### To do:
Each image should be skipped while the records are restated word for word.

# # # # #

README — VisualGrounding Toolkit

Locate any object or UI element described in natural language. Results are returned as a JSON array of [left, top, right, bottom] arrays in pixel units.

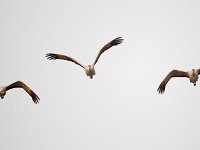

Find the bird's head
[[192, 69, 198, 76], [0, 87, 6, 98], [192, 69, 195, 75], [87, 65, 92, 70]]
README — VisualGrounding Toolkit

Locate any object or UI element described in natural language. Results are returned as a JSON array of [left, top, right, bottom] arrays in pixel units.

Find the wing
[[157, 70, 189, 94], [6, 81, 40, 104], [197, 68, 200, 75], [92, 37, 123, 66], [46, 53, 85, 69]]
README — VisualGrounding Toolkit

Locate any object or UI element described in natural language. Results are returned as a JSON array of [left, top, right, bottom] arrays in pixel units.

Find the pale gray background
[[0, 0, 200, 149]]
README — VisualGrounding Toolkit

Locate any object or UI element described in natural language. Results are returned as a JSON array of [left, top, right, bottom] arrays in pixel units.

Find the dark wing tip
[[157, 81, 166, 94], [111, 37, 124, 46], [33, 97, 40, 104], [30, 90, 40, 104], [45, 53, 57, 60]]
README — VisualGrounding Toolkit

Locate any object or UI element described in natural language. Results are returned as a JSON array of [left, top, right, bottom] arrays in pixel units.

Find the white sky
[[0, 0, 200, 150]]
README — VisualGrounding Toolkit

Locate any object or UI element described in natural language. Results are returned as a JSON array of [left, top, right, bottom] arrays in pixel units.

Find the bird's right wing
[[46, 53, 85, 69], [157, 70, 189, 94], [197, 68, 200, 75], [6, 81, 40, 104]]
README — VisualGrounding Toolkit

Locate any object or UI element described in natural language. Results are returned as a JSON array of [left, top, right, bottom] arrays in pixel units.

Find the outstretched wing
[[6, 81, 40, 104], [46, 53, 85, 69], [157, 70, 189, 94], [92, 37, 123, 66]]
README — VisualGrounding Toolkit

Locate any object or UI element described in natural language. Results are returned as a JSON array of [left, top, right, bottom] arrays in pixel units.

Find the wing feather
[[157, 70, 189, 94], [46, 53, 85, 69], [93, 37, 123, 66], [6, 81, 40, 104], [197, 68, 200, 75]]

# # # # #

### Expected output:
README — VisualGrounding Toolkit

Locate any object or UI element described in natural language. Results are returned as a JSON array of [left, top, right, bottom] arrays in pixel units.


Find the bird's head
[[192, 69, 198, 76], [0, 87, 6, 98], [192, 69, 195, 75], [87, 65, 92, 70]]
README — VisualGrounding Toolkit

Locate any object or UI element described in natural language. Results are returned as a JSON array of [left, top, right, bottom] arrays in pixel units.

Find the wing
[[157, 70, 189, 94], [6, 81, 40, 104], [197, 68, 200, 75], [92, 37, 123, 66], [46, 53, 85, 69]]
README — VisualGrounding Toolkit

Locate any object or UI element described in natural language. Results are returned as a JSON array of [left, top, right, bottom] arrays in pixel units.

Find the pale gray background
[[0, 0, 200, 149]]
README — VisualGrounding Toolkit

Locate any object or UI element described in natural language. Results are returned as a JSON array of [left, top, right, bottom] arrays in pixel units.

Find the dark wing tip
[[157, 81, 166, 94], [111, 37, 124, 46], [33, 97, 40, 104], [30, 90, 40, 104], [45, 53, 57, 60]]
README — VisualGrounding Toolkit

Locate any object or UI element described in natural language. Results are returned as a JSON array of [left, top, right, bottom] arrays in pixel units.

Find the white sky
[[0, 0, 200, 150]]
README — VisualGrounding Toolkit

Locate any object or UI element described in natural language. Results are returned as a JSON array of [left, top, right, bottom] arrays in pixel units.

Find the bird's right wing
[[46, 53, 85, 69], [157, 70, 189, 94], [197, 68, 200, 75], [6, 81, 40, 104]]
README — VisualGrounding Toolkit

Locate any object or UI element described in natural language. Results are returned as a JSON array of [left, top, right, bottom] arrays in pixel units.

Find the outstretched wing
[[6, 81, 40, 104], [46, 53, 85, 69], [157, 70, 189, 94], [92, 37, 123, 66]]
README — VisualGrounding Toolkit

Locate any object or UI element described in natural language. Results are returned as a JSON array of [left, top, right, bottom] arrays in pixel units.

Find the wing feather
[[157, 70, 189, 94], [46, 53, 85, 69], [93, 37, 123, 66], [6, 81, 40, 104], [197, 68, 200, 75]]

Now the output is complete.